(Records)

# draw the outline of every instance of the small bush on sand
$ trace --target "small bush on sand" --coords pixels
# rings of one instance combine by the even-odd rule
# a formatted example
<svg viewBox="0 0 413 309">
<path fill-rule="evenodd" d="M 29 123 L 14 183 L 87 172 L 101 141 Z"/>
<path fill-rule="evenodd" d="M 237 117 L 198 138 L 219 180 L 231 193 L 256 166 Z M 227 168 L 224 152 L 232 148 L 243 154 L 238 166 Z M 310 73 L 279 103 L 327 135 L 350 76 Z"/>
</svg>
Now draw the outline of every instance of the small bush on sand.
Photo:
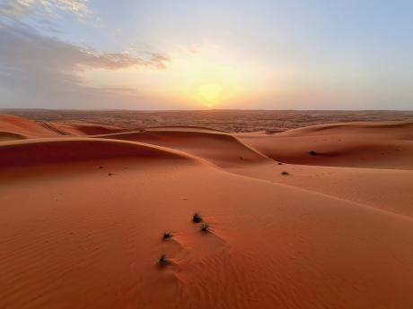
<svg viewBox="0 0 413 309">
<path fill-rule="evenodd" d="M 211 229 L 209 228 L 209 224 L 207 223 L 202 223 L 201 227 L 199 227 L 202 232 L 210 232 Z"/>
<path fill-rule="evenodd" d="M 168 265 L 168 256 L 165 253 L 161 253 L 158 259 L 159 266 L 165 267 L 166 265 Z"/>
<path fill-rule="evenodd" d="M 194 222 L 194 223 L 202 222 L 201 214 L 200 214 L 199 212 L 195 212 L 195 213 L 192 215 L 192 222 Z"/>
<path fill-rule="evenodd" d="M 171 238 L 172 236 L 173 236 L 172 232 L 164 231 L 163 236 L 162 236 L 162 239 L 163 240 L 167 240 L 167 239 Z"/>
</svg>

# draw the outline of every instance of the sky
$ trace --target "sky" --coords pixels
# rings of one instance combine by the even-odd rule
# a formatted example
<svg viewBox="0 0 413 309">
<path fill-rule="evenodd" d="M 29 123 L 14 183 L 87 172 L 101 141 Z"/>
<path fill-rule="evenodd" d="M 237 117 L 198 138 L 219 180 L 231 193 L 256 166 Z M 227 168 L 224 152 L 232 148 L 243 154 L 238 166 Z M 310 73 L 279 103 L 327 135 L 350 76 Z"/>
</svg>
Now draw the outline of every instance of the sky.
<svg viewBox="0 0 413 309">
<path fill-rule="evenodd" d="M 0 107 L 413 109 L 411 0 L 0 0 Z"/>
</svg>

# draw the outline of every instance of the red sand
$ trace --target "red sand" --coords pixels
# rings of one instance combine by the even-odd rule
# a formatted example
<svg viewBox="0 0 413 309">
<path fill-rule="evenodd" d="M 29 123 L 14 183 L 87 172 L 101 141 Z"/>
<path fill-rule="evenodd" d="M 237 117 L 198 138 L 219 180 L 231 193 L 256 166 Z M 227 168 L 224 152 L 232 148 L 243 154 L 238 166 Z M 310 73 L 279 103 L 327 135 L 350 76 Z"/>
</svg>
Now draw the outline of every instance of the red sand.
<svg viewBox="0 0 413 309">
<path fill-rule="evenodd" d="M 413 307 L 411 123 L 0 119 L 1 308 Z"/>
</svg>

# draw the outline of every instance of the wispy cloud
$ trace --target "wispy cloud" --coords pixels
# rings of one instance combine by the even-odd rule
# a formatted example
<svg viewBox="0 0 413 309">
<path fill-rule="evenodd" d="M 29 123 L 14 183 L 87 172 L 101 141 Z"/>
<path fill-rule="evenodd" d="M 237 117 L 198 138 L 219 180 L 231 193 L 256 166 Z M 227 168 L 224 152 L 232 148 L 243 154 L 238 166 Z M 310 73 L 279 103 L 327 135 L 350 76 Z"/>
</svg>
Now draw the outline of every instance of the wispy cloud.
<svg viewBox="0 0 413 309">
<path fill-rule="evenodd" d="M 4 0 L 3 4 L 0 4 L 0 13 L 13 17 L 32 13 L 56 16 L 57 12 L 61 11 L 83 17 L 90 13 L 87 2 L 87 0 Z"/>
<path fill-rule="evenodd" d="M 26 106 L 40 100 L 50 106 L 70 99 L 75 106 L 75 102 L 95 102 L 101 98 L 136 99 L 138 93 L 134 90 L 86 86 L 83 73 L 129 67 L 162 70 L 169 61 L 158 53 L 100 53 L 43 36 L 22 24 L 0 23 L 0 106 L 7 106 L 7 99 Z"/>
</svg>

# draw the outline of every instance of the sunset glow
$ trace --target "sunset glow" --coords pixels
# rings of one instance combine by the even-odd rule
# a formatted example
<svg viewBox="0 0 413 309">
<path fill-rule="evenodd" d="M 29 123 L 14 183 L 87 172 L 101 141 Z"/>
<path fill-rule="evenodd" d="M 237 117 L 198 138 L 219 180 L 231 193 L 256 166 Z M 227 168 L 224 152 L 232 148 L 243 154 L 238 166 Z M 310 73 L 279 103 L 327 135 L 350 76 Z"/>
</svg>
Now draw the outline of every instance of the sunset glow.
<svg viewBox="0 0 413 309">
<path fill-rule="evenodd" d="M 412 8 L 6 0 L 0 107 L 408 109 Z"/>
</svg>

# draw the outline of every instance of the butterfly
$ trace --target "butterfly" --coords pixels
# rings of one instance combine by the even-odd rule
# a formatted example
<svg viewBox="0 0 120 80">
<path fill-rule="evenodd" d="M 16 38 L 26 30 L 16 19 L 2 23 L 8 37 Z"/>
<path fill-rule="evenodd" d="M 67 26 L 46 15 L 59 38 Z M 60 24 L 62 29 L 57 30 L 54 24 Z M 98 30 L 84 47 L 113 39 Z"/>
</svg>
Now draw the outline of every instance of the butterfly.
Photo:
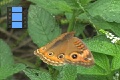
<svg viewBox="0 0 120 80">
<path fill-rule="evenodd" d="M 84 42 L 74 37 L 74 32 L 61 34 L 52 42 L 34 51 L 40 59 L 53 66 L 65 64 L 91 66 L 94 58 Z"/>
</svg>

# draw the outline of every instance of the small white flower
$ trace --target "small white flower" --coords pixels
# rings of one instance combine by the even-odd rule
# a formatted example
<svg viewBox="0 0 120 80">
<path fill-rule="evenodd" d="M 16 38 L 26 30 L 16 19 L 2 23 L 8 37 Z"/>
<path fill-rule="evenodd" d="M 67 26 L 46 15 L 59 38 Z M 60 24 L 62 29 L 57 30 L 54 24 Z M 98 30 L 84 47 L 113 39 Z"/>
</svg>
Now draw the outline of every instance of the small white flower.
<svg viewBox="0 0 120 80">
<path fill-rule="evenodd" d="M 107 38 L 109 38 L 109 39 L 113 39 L 114 36 L 115 36 L 115 35 L 113 35 L 112 33 L 109 33 L 109 32 L 106 32 L 105 34 L 106 34 Z"/>
</svg>

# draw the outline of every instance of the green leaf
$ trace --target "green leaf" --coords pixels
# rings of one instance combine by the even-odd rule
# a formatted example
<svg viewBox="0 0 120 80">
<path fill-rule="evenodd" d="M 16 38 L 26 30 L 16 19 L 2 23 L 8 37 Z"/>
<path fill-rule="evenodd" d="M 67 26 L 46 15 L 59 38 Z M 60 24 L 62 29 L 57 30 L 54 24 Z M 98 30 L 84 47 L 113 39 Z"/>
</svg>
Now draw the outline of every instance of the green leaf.
<svg viewBox="0 0 120 80">
<path fill-rule="evenodd" d="M 112 44 L 105 36 L 96 36 L 92 39 L 84 40 L 88 48 L 97 53 L 103 53 L 107 55 L 114 56 L 116 51 L 116 46 Z"/>
<path fill-rule="evenodd" d="M 112 30 L 116 35 L 120 36 L 120 23 L 115 23 L 115 22 L 107 22 L 104 21 L 101 17 L 96 16 L 94 18 L 91 18 L 91 21 L 93 24 L 99 28 L 102 29 L 110 29 Z"/>
<path fill-rule="evenodd" d="M 106 80 L 106 76 L 78 75 L 77 80 Z"/>
<path fill-rule="evenodd" d="M 61 33 L 54 17 L 36 5 L 29 9 L 28 31 L 38 46 L 45 45 Z"/>
<path fill-rule="evenodd" d="M 79 5 L 76 0 L 64 0 L 72 9 L 79 8 Z"/>
<path fill-rule="evenodd" d="M 85 29 L 85 24 L 81 24 L 77 22 L 74 28 L 75 36 L 79 36 L 80 34 L 82 34 L 84 29 Z"/>
<path fill-rule="evenodd" d="M 88 6 L 87 11 L 93 17 L 100 16 L 105 21 L 120 23 L 120 0 L 98 0 Z"/>
<path fill-rule="evenodd" d="M 45 71 L 26 69 L 24 72 L 31 80 L 52 80 L 50 74 Z"/>
<path fill-rule="evenodd" d="M 52 14 L 72 12 L 71 7 L 64 0 L 29 0 Z"/>
<path fill-rule="evenodd" d="M 14 64 L 13 66 L 0 67 L 0 80 L 6 79 L 7 77 L 12 76 L 13 74 L 18 73 L 24 69 L 24 64 Z"/>
<path fill-rule="evenodd" d="M 75 80 L 77 77 L 77 69 L 74 65 L 65 65 L 60 70 L 57 80 Z"/>
<path fill-rule="evenodd" d="M 116 45 L 116 55 L 112 60 L 112 70 L 120 69 L 120 46 Z"/>
<path fill-rule="evenodd" d="M 0 67 L 8 67 L 14 64 L 9 46 L 0 39 Z"/>
<path fill-rule="evenodd" d="M 107 22 L 103 20 L 100 16 L 95 17 L 88 17 L 86 13 L 83 13 L 78 16 L 78 19 L 82 20 L 83 22 L 92 22 L 93 25 L 96 26 L 97 29 L 110 29 L 112 30 L 116 35 L 120 35 L 120 23 L 115 22 Z"/>
<path fill-rule="evenodd" d="M 89 75 L 107 75 L 110 73 L 109 60 L 106 55 L 95 53 L 95 65 L 91 67 L 77 66 L 77 73 Z"/>
<path fill-rule="evenodd" d="M 10 48 L 4 41 L 0 40 L 0 80 L 6 79 L 23 69 L 25 69 L 25 65 L 14 64 Z"/>
</svg>

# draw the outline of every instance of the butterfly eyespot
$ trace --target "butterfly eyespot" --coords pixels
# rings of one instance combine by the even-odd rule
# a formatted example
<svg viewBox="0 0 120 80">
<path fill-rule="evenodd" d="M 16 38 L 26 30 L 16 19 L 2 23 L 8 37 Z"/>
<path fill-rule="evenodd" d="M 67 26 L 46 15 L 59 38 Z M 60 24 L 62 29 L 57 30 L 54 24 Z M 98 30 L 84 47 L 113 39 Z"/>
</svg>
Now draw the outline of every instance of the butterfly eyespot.
<svg viewBox="0 0 120 80">
<path fill-rule="evenodd" d="M 46 47 L 42 47 L 42 50 L 46 50 Z"/>
<path fill-rule="evenodd" d="M 64 58 L 64 54 L 60 54 L 60 55 L 58 56 L 58 59 L 62 59 L 62 58 Z"/>
<path fill-rule="evenodd" d="M 52 56 L 52 55 L 53 55 L 53 52 L 49 52 L 48 55 L 49 55 L 49 56 Z"/>
<path fill-rule="evenodd" d="M 76 59 L 77 58 L 77 54 L 72 54 L 71 56 L 73 59 Z"/>
</svg>

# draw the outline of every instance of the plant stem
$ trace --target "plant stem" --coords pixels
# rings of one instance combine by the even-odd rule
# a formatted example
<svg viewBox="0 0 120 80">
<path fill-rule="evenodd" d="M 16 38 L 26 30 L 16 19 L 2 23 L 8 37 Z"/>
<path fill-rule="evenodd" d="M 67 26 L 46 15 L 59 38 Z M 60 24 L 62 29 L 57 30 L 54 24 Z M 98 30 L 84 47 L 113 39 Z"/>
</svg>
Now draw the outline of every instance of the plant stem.
<svg viewBox="0 0 120 80">
<path fill-rule="evenodd" d="M 72 18 L 71 18 L 71 20 L 69 22 L 69 26 L 68 26 L 67 32 L 70 32 L 70 31 L 73 30 L 74 24 L 75 24 L 75 11 L 72 14 Z"/>
</svg>

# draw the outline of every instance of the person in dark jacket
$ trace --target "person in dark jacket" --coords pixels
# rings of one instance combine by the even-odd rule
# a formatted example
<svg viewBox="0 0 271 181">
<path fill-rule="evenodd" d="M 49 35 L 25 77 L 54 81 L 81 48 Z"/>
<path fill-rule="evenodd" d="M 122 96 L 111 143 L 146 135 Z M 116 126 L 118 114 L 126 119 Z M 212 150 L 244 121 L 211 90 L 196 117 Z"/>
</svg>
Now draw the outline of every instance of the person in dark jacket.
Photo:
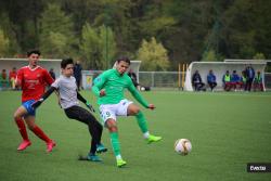
<svg viewBox="0 0 271 181">
<path fill-rule="evenodd" d="M 202 77 L 201 77 L 197 69 L 195 70 L 195 73 L 194 73 L 194 75 L 192 77 L 192 83 L 193 83 L 193 86 L 195 88 L 195 91 L 204 90 L 203 87 L 205 86 L 205 83 L 203 82 Z"/>
<path fill-rule="evenodd" d="M 251 65 L 248 65 L 246 67 L 246 89 L 247 91 L 250 91 L 251 90 L 251 85 L 253 85 L 253 81 L 254 81 L 254 77 L 255 77 L 255 70 L 253 68 Z"/>
<path fill-rule="evenodd" d="M 217 78 L 212 72 L 212 69 L 209 70 L 209 74 L 207 75 L 207 82 L 210 87 L 210 90 L 214 91 L 214 88 L 218 85 Z"/>
<path fill-rule="evenodd" d="M 82 70 L 82 67 L 81 67 L 80 62 L 76 61 L 75 67 L 74 67 L 74 77 L 76 79 L 78 91 L 80 91 L 80 88 L 81 88 L 81 78 L 82 78 L 81 70 Z"/>
</svg>

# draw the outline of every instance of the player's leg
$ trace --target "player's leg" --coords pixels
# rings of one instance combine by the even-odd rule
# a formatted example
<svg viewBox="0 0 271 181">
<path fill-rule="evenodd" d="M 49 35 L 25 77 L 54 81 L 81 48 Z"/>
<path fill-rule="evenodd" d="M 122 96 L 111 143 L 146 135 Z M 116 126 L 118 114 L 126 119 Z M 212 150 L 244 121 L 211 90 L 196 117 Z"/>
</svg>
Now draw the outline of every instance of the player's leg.
<svg viewBox="0 0 271 181">
<path fill-rule="evenodd" d="M 24 106 L 20 106 L 14 113 L 14 120 L 17 125 L 18 131 L 23 138 L 23 142 L 18 145 L 17 151 L 24 151 L 27 146 L 31 144 L 27 131 L 26 126 L 23 120 L 23 116 L 27 114 L 27 111 Z"/>
<path fill-rule="evenodd" d="M 122 167 L 125 166 L 127 163 L 122 159 L 121 155 L 120 155 L 120 144 L 119 144 L 119 140 L 118 140 L 118 128 L 117 128 L 117 122 L 115 119 L 113 118 L 108 118 L 105 121 L 105 127 L 108 129 L 109 131 L 109 135 L 111 135 L 111 144 L 113 147 L 113 152 L 114 155 L 116 157 L 116 161 L 117 161 L 117 167 Z"/>
<path fill-rule="evenodd" d="M 141 129 L 141 132 L 143 133 L 143 137 L 147 140 L 147 143 L 156 142 L 162 140 L 162 137 L 152 135 L 149 132 L 147 122 L 143 115 L 143 113 L 140 111 L 139 106 L 137 106 L 133 103 L 130 103 L 127 107 L 127 115 L 128 116 L 136 116 L 138 125 Z"/>
<path fill-rule="evenodd" d="M 36 125 L 35 122 L 35 115 L 29 114 L 25 116 L 25 121 L 29 130 L 31 130 L 38 138 L 43 140 L 47 143 L 47 152 L 52 152 L 53 147 L 56 145 L 53 140 L 51 140 L 42 129 Z"/>
<path fill-rule="evenodd" d="M 100 127 L 102 126 L 99 124 L 99 121 L 92 114 L 90 114 L 87 109 L 80 106 L 72 106 L 69 108 L 66 108 L 65 114 L 68 118 L 79 120 L 88 126 L 89 133 L 92 138 L 88 158 L 93 161 L 100 161 L 101 158 L 95 155 L 95 152 L 96 146 L 101 144 L 102 132 L 100 131 Z"/>
</svg>

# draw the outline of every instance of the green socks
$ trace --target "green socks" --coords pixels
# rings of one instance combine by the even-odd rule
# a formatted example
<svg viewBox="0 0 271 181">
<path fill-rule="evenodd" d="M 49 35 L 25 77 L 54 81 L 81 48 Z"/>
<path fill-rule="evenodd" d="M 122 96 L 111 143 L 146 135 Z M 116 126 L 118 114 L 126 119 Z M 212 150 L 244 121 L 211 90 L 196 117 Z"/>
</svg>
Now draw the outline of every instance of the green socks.
<svg viewBox="0 0 271 181">
<path fill-rule="evenodd" d="M 117 132 L 111 132 L 111 144 L 113 147 L 113 152 L 115 156 L 120 155 L 120 146 L 118 141 L 118 133 Z"/>
<path fill-rule="evenodd" d="M 142 114 L 142 112 L 140 111 L 137 115 L 137 120 L 138 120 L 138 124 L 139 124 L 139 127 L 141 129 L 141 131 L 143 133 L 147 132 L 147 125 L 146 125 L 146 119 L 144 117 L 144 115 Z"/>
</svg>

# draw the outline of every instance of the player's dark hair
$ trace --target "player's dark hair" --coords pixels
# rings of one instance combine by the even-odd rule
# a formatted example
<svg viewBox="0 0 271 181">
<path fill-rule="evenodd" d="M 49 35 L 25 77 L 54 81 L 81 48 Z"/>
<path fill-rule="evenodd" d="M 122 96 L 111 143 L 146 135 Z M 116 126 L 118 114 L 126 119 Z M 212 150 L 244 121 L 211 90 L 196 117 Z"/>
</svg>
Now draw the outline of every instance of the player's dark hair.
<svg viewBox="0 0 271 181">
<path fill-rule="evenodd" d="M 66 68 L 68 64 L 74 64 L 74 60 L 72 57 L 64 59 L 61 61 L 61 67 Z"/>
<path fill-rule="evenodd" d="M 131 64 L 131 61 L 127 56 L 121 56 L 121 57 L 117 59 L 117 63 L 119 63 L 121 61 L 128 63 L 129 65 Z"/>
<path fill-rule="evenodd" d="M 27 57 L 29 57 L 31 54 L 40 55 L 41 53 L 39 50 L 36 50 L 36 49 L 27 51 Z"/>
</svg>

[Set task]: Copy the rows word for word, beginning with the very first line and continuing through the line that contains "168 265 L 168", both included. Leave the pictures out of your copy.

[Result]:
# draw the outline of every instance of the small bush on sand
$ trace --target "small bush on sand" --coords pixels
# rings of one instance combine by the even-odd rule
# a formatted example
<svg viewBox="0 0 413 309">
<path fill-rule="evenodd" d="M 29 123 L 14 183 L 87 172 L 101 141 Z"/>
<path fill-rule="evenodd" d="M 237 117 L 198 138 L 219 180 L 231 193 L 256 166 Z M 227 168 L 224 152 L 232 148 L 243 154 L 238 166 Z M 310 73 L 279 103 L 327 135 L 350 76 Z"/>
</svg>
Now draw the outline of every instance of the small bush on sand.
Photo:
<svg viewBox="0 0 413 309">
<path fill-rule="evenodd" d="M 211 229 L 209 228 L 209 224 L 207 223 L 202 223 L 201 227 L 199 227 L 202 232 L 210 232 Z"/>
<path fill-rule="evenodd" d="M 168 265 L 168 256 L 165 253 L 161 253 L 158 259 L 159 266 L 165 267 L 166 265 Z"/>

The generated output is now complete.